Reproduce the material word for word; the images stay out.

(Coordinate annotation entries)
——
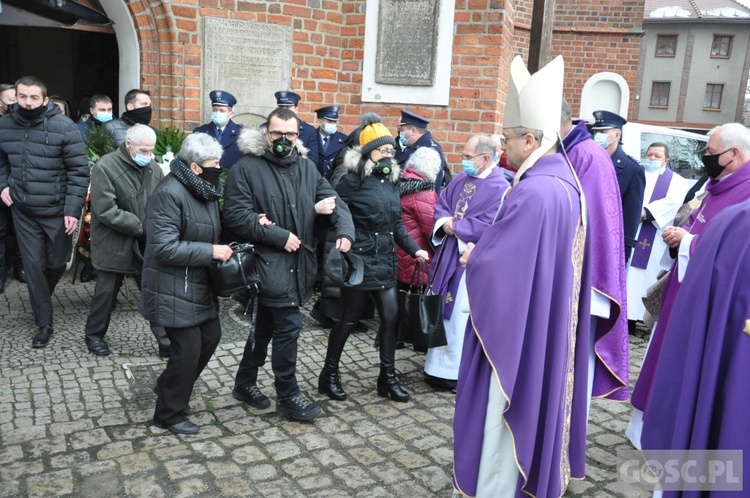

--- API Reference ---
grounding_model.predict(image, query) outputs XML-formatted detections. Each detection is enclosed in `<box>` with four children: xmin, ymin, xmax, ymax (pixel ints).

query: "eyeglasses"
<box><xmin>378</xmin><ymin>147</ymin><xmax>396</xmax><ymax>157</ymax></box>
<box><xmin>268</xmin><ymin>131</ymin><xmax>299</xmax><ymax>140</ymax></box>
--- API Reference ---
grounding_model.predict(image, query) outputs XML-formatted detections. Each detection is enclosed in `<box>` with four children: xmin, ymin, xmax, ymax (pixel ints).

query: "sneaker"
<box><xmin>276</xmin><ymin>394</ymin><xmax>323</xmax><ymax>420</ymax></box>
<box><xmin>232</xmin><ymin>384</ymin><xmax>271</xmax><ymax>410</ymax></box>
<box><xmin>31</xmin><ymin>325</ymin><xmax>53</xmax><ymax>348</ymax></box>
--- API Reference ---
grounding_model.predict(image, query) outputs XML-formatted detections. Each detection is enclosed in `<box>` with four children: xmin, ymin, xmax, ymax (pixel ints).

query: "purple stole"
<box><xmin>630</xmin><ymin>168</ymin><xmax>674</xmax><ymax>268</ymax></box>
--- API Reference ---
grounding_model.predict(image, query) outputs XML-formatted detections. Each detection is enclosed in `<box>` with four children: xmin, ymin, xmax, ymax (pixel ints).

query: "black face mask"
<box><xmin>198</xmin><ymin>168</ymin><xmax>221</xmax><ymax>186</ymax></box>
<box><xmin>16</xmin><ymin>105</ymin><xmax>47</xmax><ymax>121</ymax></box>
<box><xmin>701</xmin><ymin>149</ymin><xmax>732</xmax><ymax>178</ymax></box>
<box><xmin>271</xmin><ymin>137</ymin><xmax>294</xmax><ymax>159</ymax></box>
<box><xmin>372</xmin><ymin>157</ymin><xmax>393</xmax><ymax>176</ymax></box>
<box><xmin>122</xmin><ymin>106</ymin><xmax>151</xmax><ymax>124</ymax></box>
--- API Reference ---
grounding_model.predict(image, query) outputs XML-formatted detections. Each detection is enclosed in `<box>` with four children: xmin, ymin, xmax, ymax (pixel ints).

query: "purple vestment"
<box><xmin>563</xmin><ymin>121</ymin><xmax>629</xmax><ymax>401</ymax></box>
<box><xmin>454</xmin><ymin>154</ymin><xmax>591</xmax><ymax>497</ymax></box>
<box><xmin>641</xmin><ymin>201</ymin><xmax>750</xmax><ymax>498</ymax></box>
<box><xmin>432</xmin><ymin>168</ymin><xmax>510</xmax><ymax>320</ymax></box>
<box><xmin>632</xmin><ymin>162</ymin><xmax>750</xmax><ymax>412</ymax></box>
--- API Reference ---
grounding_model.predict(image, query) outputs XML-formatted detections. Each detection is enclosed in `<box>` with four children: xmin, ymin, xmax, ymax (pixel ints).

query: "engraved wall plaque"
<box><xmin>375</xmin><ymin>0</ymin><xmax>440</xmax><ymax>86</ymax></box>
<box><xmin>201</xmin><ymin>17</ymin><xmax>292</xmax><ymax>124</ymax></box>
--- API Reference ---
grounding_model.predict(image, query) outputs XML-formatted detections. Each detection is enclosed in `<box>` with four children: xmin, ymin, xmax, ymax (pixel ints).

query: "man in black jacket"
<box><xmin>224</xmin><ymin>108</ymin><xmax>354</xmax><ymax>420</ymax></box>
<box><xmin>0</xmin><ymin>76</ymin><xmax>89</xmax><ymax>348</ymax></box>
——
(FULL SOLUTION)
--- API Reference ---
grounding_model.predict(image, query) outputs XML-formatted detections. Each detection is enclosed in `<box>` with four children: xmin, ymin, xmax, ymax (pixel ints).

query: "eyeglasses"
<box><xmin>378</xmin><ymin>147</ymin><xmax>396</xmax><ymax>157</ymax></box>
<box><xmin>268</xmin><ymin>131</ymin><xmax>299</xmax><ymax>140</ymax></box>
--- API Reference ---
grounding_model.predict(image, query) outputs XML-formatted detections. Each detection is enclosed in `<box>` with four children: xmin, ymin, xmax, ymax (pixel ints).

query: "sneaker"
<box><xmin>276</xmin><ymin>394</ymin><xmax>323</xmax><ymax>420</ymax></box>
<box><xmin>232</xmin><ymin>384</ymin><xmax>271</xmax><ymax>410</ymax></box>
<box><xmin>31</xmin><ymin>325</ymin><xmax>53</xmax><ymax>348</ymax></box>
--- API Reference ---
grounding_model.predict(image, query) outputs XML-formatted detections. Each detection is enclosed in `<box>` with four children: xmin, ymin, xmax, ymax (pixel ints).

query: "purple stole"
<box><xmin>630</xmin><ymin>168</ymin><xmax>674</xmax><ymax>268</ymax></box>
--- API Reference ---
grounding_model.predict(image, query) outputs XML-formatted detections. Each detection is enclosed in `<box>` with four children: xmin, ymin, xmax, ymax (pixel ints).

query: "black face mask"
<box><xmin>198</xmin><ymin>168</ymin><xmax>221</xmax><ymax>186</ymax></box>
<box><xmin>16</xmin><ymin>105</ymin><xmax>47</xmax><ymax>121</ymax></box>
<box><xmin>701</xmin><ymin>149</ymin><xmax>732</xmax><ymax>178</ymax></box>
<box><xmin>271</xmin><ymin>137</ymin><xmax>294</xmax><ymax>159</ymax></box>
<box><xmin>372</xmin><ymin>157</ymin><xmax>393</xmax><ymax>176</ymax></box>
<box><xmin>122</xmin><ymin>106</ymin><xmax>151</xmax><ymax>124</ymax></box>
--- API Reference ---
grounding_model.predict(image, query) outputs XML-formatted detections. Each detection is enclosed in `<box>` with four children: xmin, ymin, xmax, ymax (pixel ints).

query: "purple vestment"
<box><xmin>563</xmin><ymin>121</ymin><xmax>629</xmax><ymax>401</ymax></box>
<box><xmin>454</xmin><ymin>154</ymin><xmax>591</xmax><ymax>497</ymax></box>
<box><xmin>641</xmin><ymin>201</ymin><xmax>750</xmax><ymax>498</ymax></box>
<box><xmin>432</xmin><ymin>168</ymin><xmax>510</xmax><ymax>320</ymax></box>
<box><xmin>632</xmin><ymin>162</ymin><xmax>750</xmax><ymax>412</ymax></box>
--- API Reference ---
grounding_model.predict(image, query) outputs XML-formatted detections. Each detection is enclosed in `<box>` with four children: xmin, ymin, xmax, ymax (pixel ints).

query: "engraved wall plaque"
<box><xmin>375</xmin><ymin>0</ymin><xmax>440</xmax><ymax>86</ymax></box>
<box><xmin>201</xmin><ymin>17</ymin><xmax>292</xmax><ymax>124</ymax></box>
--- API Reference ---
grounding_model.predict(image, query) outputs XML-formatted detections. Each detection is enclosed in `<box>` with four children: xmin, ymin, xmax, ymax (pixel ints).

query: "man in black jacket"
<box><xmin>224</xmin><ymin>108</ymin><xmax>354</xmax><ymax>420</ymax></box>
<box><xmin>0</xmin><ymin>76</ymin><xmax>89</xmax><ymax>348</ymax></box>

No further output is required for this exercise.